▸ **Source document**
==================================================

Always a mixed bag for me. Of course, I am so thankful for my mom. If you read this blog with any regularity, it should be pretty obvious by now that I care deeply for her, appreciate her immensely and am so thankful that she is still here on this earth where we can continue to enjoy one another for a bit longer. I am also very blessed with a wonderful mother-in-law who I love and feel deeply loved by as well. Eileen has been a very supportive presence in my life since the day that Doug and I hooked up and it has been a blessing for both me and Doug to have such warm, loving, supportive relationships with one another's parents. So my feelings about Mother's Day have nothing to do with how much I truly treasure and appreciate the mothers in my life. It has to do with the fact that I am not a mother. This has not been by choice. Doug and I tried and tried to have kids. The medical possibilities did not yield children for us. And we opened ourselves up to adoption and for one reason or another, the doors all kept closing rather than opening. So finally, as we were aging and growing emotionally exhausted by the whole process, we closed the door on parenthood and accepted that we would never have children. The season of trying to have children was one of the most difficult and painful seasons of our marriage. But now I tell people that while we experienced a sad thing, we do not have a sad life. And I genuinely believe this. I believe with all my heart that doors have opened to us that we've been able to walk through because of not being parents. Our life here in Sweden would've been much more complicated if children had entered the picture. Our future is pretty simple and we do not have the concerns of providing for our next generation. But still...there are moments when not having kids still leaves me feeling weird...outside...left out.

==================================================

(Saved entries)

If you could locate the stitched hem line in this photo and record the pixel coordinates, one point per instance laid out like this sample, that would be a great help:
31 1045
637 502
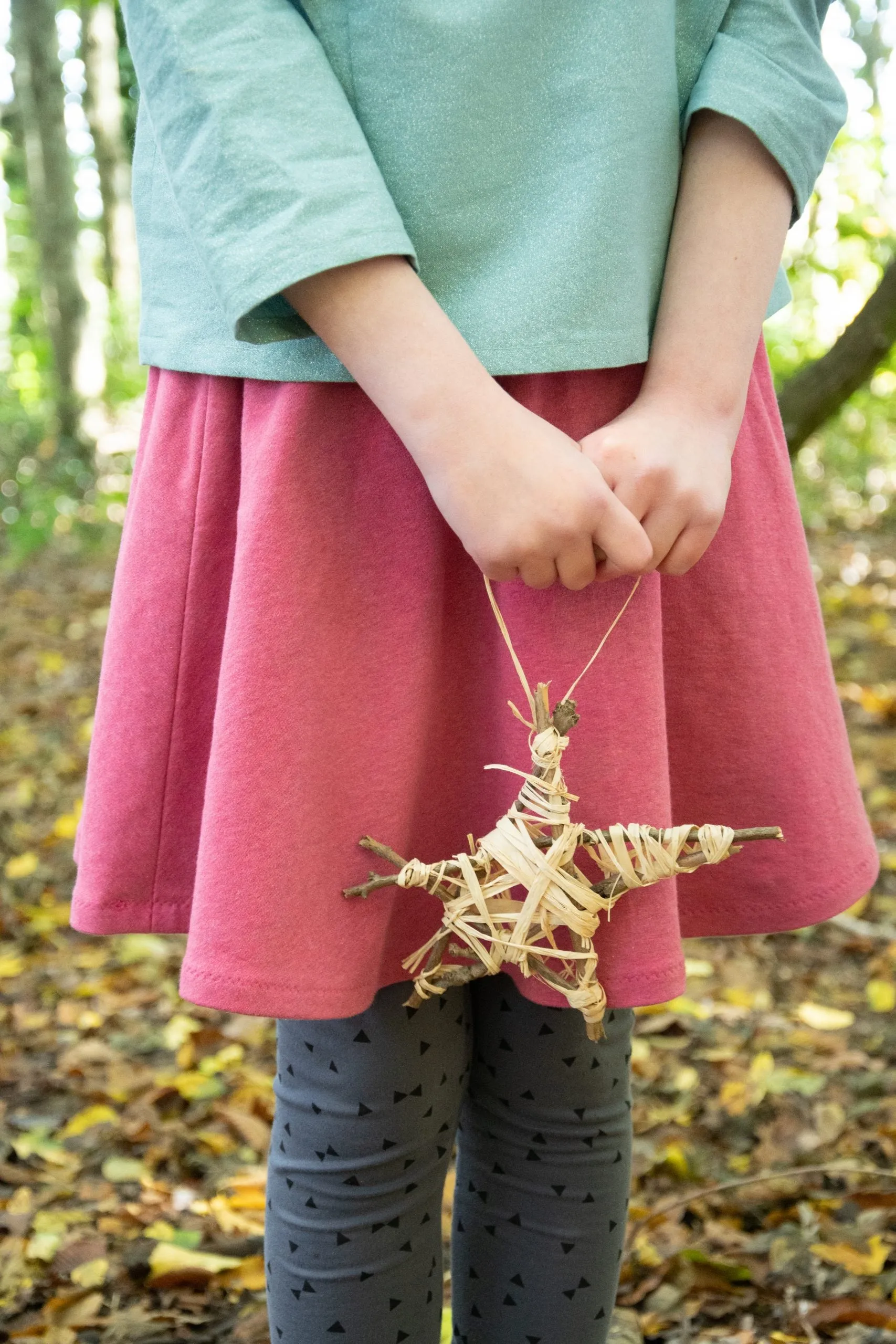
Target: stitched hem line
181 662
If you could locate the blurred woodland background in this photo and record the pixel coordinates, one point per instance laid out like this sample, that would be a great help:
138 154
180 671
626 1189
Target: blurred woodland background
133 1127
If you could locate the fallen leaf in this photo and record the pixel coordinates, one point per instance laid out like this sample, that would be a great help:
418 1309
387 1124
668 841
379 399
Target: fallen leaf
855 1261
89 1117
119 1170
842 1311
22 865
171 1263
880 995
248 1277
821 1018
92 1273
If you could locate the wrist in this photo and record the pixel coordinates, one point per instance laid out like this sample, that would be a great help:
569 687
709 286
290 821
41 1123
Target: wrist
696 401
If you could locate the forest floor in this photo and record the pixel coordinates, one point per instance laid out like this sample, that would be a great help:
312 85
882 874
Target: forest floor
133 1126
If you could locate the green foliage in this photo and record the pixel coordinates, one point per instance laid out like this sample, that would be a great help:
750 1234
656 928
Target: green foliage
847 472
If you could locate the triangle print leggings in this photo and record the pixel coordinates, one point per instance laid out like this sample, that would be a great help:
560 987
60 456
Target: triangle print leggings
367 1112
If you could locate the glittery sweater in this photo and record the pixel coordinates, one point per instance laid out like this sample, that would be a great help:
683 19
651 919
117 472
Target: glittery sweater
523 154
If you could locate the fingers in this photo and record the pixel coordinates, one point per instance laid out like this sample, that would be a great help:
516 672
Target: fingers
539 572
623 538
687 549
577 568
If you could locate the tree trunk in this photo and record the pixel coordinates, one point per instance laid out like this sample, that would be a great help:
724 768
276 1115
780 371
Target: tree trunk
102 105
51 193
812 395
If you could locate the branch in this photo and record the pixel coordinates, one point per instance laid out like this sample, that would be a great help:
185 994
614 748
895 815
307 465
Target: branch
812 395
604 889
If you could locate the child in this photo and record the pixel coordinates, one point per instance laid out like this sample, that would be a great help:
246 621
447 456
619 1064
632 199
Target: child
431 288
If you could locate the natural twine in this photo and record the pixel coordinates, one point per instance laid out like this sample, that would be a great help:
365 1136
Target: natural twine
500 930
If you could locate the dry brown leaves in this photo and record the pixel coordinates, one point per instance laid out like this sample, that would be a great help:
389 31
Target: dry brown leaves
133 1127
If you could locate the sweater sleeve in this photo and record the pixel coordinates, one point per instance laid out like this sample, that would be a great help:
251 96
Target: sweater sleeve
766 69
267 162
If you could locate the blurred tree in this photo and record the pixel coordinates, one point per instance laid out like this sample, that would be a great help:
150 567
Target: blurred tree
812 395
105 114
41 96
820 389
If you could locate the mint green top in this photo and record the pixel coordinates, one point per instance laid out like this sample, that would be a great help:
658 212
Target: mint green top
523 154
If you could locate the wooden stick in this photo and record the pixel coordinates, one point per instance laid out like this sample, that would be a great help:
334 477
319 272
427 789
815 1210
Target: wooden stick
604 889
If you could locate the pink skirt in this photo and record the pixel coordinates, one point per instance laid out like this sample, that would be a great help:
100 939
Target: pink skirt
300 652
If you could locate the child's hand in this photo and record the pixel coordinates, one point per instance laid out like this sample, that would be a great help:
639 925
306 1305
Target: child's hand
518 492
522 496
672 469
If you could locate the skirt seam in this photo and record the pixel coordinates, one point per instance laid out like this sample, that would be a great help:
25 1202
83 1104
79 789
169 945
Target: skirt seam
181 662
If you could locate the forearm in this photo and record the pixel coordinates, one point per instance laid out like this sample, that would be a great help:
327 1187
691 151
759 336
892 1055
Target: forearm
383 324
520 495
730 225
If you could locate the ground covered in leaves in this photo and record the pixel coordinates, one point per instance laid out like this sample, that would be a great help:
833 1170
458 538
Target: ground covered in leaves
133 1127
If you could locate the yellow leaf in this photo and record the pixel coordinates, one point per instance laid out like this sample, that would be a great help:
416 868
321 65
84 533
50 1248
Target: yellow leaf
739 996
856 1263
741 1095
89 1117
219 1144
880 995
167 1257
762 1066
92 1273
231 1221
683 1004
44 1246
645 1252
249 1276
22 865
224 1059
248 1199
73 1311
676 1158
825 1019
178 1030
119 1170
734 1097
195 1086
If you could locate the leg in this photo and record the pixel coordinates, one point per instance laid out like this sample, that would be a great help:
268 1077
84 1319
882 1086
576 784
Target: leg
366 1117
542 1175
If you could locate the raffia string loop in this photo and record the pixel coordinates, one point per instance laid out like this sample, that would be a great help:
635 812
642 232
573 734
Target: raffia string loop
505 902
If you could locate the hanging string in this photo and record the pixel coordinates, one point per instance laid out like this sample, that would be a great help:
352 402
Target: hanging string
519 666
620 615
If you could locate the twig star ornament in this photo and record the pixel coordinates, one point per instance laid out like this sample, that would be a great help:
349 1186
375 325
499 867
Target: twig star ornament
520 884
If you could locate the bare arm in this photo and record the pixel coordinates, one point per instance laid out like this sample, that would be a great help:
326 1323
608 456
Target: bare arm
668 456
520 495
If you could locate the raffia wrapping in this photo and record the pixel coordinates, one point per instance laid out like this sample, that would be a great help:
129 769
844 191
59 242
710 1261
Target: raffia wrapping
532 851
499 929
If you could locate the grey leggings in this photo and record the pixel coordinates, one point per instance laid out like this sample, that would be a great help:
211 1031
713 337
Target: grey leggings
367 1109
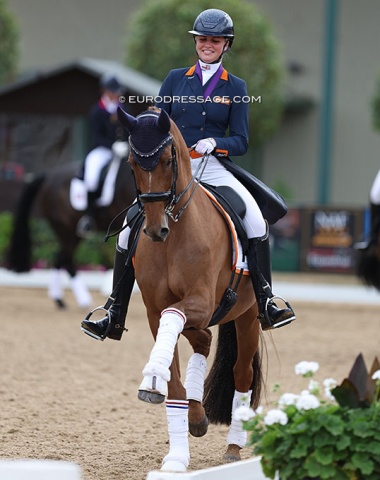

==================================================

▸ **Aim of the task**
Pick up the blog post about Mother's Day and not being a mother, and continue it from its last sentence. The items are not needed for this work.

▸ **Response below**
For women, so much of life revolves around motherhood and the joys and trials therein. And I love children and overall, I'm pretty good with kids. But it's hard to jump into the conversation when you have no first hand experience. I can empathize with how people feel when their kids are hurt or left out or struggling, but I don't really know what it feels like to watch your very own children go through life. And in some cases, being a mom is elevated to such a high place in society that I can feel so second rate at times. And because I've pursued my professional calling with vigor, I've even heard the whispers of people who say, "Well, if she hadn't have been so focused on work, she might've had been able to have children." I actually had someone walk up to me at church once and ask with all the crassness you can imagine, "Don't want them or can't have them?". After I picked my jaw up off the ground, I said, "I beg your pardon?"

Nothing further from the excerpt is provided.